Task directions:
Rewrite the rows from the line containing "Objective — indicate one point on every instance of the oval" through the end of the rows, swapping "wooden armchair" for "carved armchair" and leaving everything else unchanged. Omit the pictures from your answer.

(Rows from a dataset)
__________________________________________________

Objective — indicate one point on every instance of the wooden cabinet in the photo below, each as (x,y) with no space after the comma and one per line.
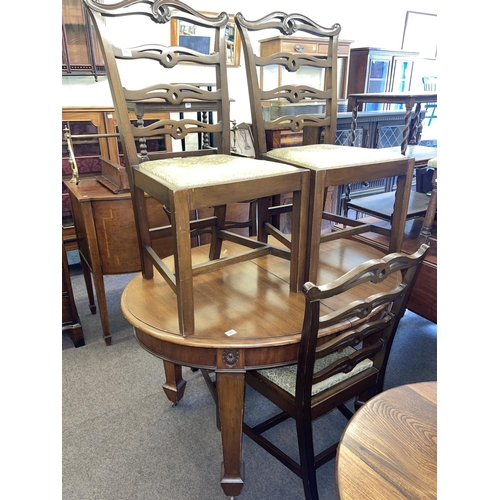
(276,76)
(380,70)
(81,55)
(99,222)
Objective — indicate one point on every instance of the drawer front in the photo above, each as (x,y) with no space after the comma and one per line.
(344,49)
(300,47)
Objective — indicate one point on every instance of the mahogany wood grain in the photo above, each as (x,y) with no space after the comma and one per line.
(423,299)
(389,448)
(254,299)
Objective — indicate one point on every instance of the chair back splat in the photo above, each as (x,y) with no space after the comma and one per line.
(195,180)
(343,355)
(309,110)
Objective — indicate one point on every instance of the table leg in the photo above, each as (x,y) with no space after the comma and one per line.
(88,285)
(103,306)
(230,396)
(174,383)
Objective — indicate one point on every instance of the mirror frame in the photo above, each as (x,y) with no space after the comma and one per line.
(236,43)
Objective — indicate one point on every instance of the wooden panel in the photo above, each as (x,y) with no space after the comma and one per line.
(116,234)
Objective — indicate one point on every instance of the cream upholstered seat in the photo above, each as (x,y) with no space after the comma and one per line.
(311,83)
(195,185)
(329,156)
(343,355)
(286,377)
(215,169)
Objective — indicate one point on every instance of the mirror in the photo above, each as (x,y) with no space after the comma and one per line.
(200,39)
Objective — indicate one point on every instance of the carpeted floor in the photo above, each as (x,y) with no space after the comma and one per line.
(123,440)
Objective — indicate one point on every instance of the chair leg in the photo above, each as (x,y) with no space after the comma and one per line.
(216,240)
(426,230)
(306,454)
(181,231)
(141,215)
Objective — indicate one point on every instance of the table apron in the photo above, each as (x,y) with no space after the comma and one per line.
(210,357)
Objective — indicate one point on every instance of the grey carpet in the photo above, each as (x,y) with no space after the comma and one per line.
(123,440)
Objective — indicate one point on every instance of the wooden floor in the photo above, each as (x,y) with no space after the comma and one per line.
(423,300)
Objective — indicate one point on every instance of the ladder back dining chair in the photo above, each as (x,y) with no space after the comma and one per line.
(381,205)
(330,164)
(343,355)
(141,62)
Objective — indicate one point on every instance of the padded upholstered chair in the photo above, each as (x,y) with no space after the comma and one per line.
(311,109)
(140,62)
(343,355)
(381,205)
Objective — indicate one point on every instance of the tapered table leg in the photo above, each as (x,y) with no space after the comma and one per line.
(174,385)
(230,393)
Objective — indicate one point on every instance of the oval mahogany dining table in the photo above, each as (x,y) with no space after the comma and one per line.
(388,451)
(246,317)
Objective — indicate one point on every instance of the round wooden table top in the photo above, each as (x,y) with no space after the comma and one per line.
(389,448)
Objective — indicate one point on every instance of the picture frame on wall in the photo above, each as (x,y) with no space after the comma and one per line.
(197,38)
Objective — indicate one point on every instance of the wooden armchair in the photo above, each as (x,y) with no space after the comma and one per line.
(343,355)
(139,65)
(329,164)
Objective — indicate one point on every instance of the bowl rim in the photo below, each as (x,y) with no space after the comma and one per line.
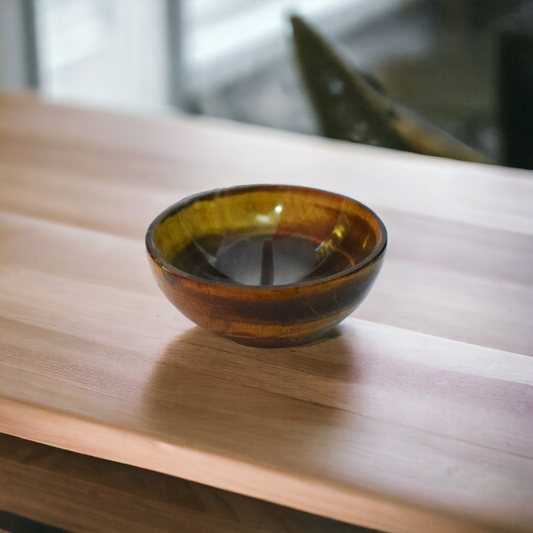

__________________________________________________

The result:
Objective — indicate one point on every instance of the oval mahogany dining table in the photo above, each as (x,y) with no space after the comma and one per line.
(388,451)
(246,317)
Objective — indicate one point on every instance of the round wooden table top in the photo above, each as (x,y) with no space after the comma and one per line.
(389,448)
Objective — indicate one point on every instance of the picture frame on wall in the photo above, each as (x,y) with no space after the comma and one per line.
(197,38)
Objective — indicate one point on every instance of the carved armchair in the photo above, each as (x,y) with no space after the comma and one per line.
(343,355)
(139,65)
(329,164)
Objective — indicate one point on every instance of the bowl rim in the photo below, each as (x,y) with no space after the comma and one per line.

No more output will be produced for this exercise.